↓

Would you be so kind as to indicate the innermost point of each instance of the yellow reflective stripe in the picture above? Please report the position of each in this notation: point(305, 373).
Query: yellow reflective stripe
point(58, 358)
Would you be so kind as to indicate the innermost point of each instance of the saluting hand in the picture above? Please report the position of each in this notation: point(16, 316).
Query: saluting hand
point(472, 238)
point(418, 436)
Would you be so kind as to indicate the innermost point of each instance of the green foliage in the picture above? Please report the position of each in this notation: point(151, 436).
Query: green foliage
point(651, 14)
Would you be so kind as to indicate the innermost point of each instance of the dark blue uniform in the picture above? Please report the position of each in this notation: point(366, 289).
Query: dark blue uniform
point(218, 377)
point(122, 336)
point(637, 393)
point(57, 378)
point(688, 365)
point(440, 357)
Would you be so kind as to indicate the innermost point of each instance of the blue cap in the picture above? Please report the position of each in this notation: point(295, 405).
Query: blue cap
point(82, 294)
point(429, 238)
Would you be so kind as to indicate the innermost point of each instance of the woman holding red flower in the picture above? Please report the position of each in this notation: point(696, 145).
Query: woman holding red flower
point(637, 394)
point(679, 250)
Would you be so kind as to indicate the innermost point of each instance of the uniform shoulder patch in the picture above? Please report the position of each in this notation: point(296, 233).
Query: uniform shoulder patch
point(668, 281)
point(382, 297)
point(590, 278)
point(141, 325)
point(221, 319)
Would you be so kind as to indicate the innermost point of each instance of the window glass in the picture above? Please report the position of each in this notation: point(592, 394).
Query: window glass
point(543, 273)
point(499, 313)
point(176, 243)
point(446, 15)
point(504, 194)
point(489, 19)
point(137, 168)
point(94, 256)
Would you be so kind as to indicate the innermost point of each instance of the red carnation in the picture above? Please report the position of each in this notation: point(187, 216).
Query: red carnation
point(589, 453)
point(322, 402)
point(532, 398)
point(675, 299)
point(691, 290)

↑

▶ DIRECTION: Give the material above again, word for word.

▶ EXPECTED ANSWER:
Would you be so kind as to indicate the innermost point of each instance of the yellow reflective stripe in the picture above? Please report the position of each in this notation: point(305, 373).
Query: yellow reflective stripe
point(58, 358)
Would you be so kind as to indicate the innermost point of each instance of the saluting hand in the picture above? Please report the position of each in this notation: point(16, 316).
Query: saluting hand
point(472, 238)
point(418, 436)
Would you be so kind as to indicate the innermost point of each instance of the green foliage in the picture above? Please report the position of each in this notation: point(151, 436).
Query: green foliage
point(651, 14)
Would you be so kind as to indicate the innermost point of each instance of the dark blue uniform in the picture above? Please report the position of each in this notation: point(366, 289).
Query: dark blue uniform
point(218, 377)
point(122, 336)
point(637, 393)
point(57, 378)
point(688, 365)
point(440, 357)
Would you be so kind as to indicate the innermost point of each instance of the blue cap in the picture above? Please report the position of each in this notation: point(295, 405).
Query: blue cap
point(82, 294)
point(429, 238)
Would you be so kind as to indicate the innermost point of each instance of the woman holding red flower in the picture above? Please report the position of each in this notation: point(696, 145).
Query: woman holding red flower
point(637, 394)
point(679, 250)
Would you be so kind as to indicate the innermost point of each instance of the uniform shoulder patch in the picture above? Please report the position of each in this notation: point(296, 233).
Query: uniform shoulder patch
point(668, 281)
point(382, 297)
point(590, 278)
point(141, 325)
point(221, 319)
Would you be so kind as to indicate the innermost point of each instance of the window glass in the picture above? Please report the position of each in this notation: point(592, 394).
Query: window glass
point(543, 273)
point(499, 313)
point(176, 243)
point(446, 15)
point(504, 194)
point(489, 19)
point(137, 168)
point(94, 256)
Would you be so kind as to indicate the innermost point of each instance of the red carnation in the picture above? Please report the position of each in this notation: point(187, 216).
Query: red carnation
point(589, 453)
point(322, 402)
point(532, 398)
point(675, 299)
point(691, 290)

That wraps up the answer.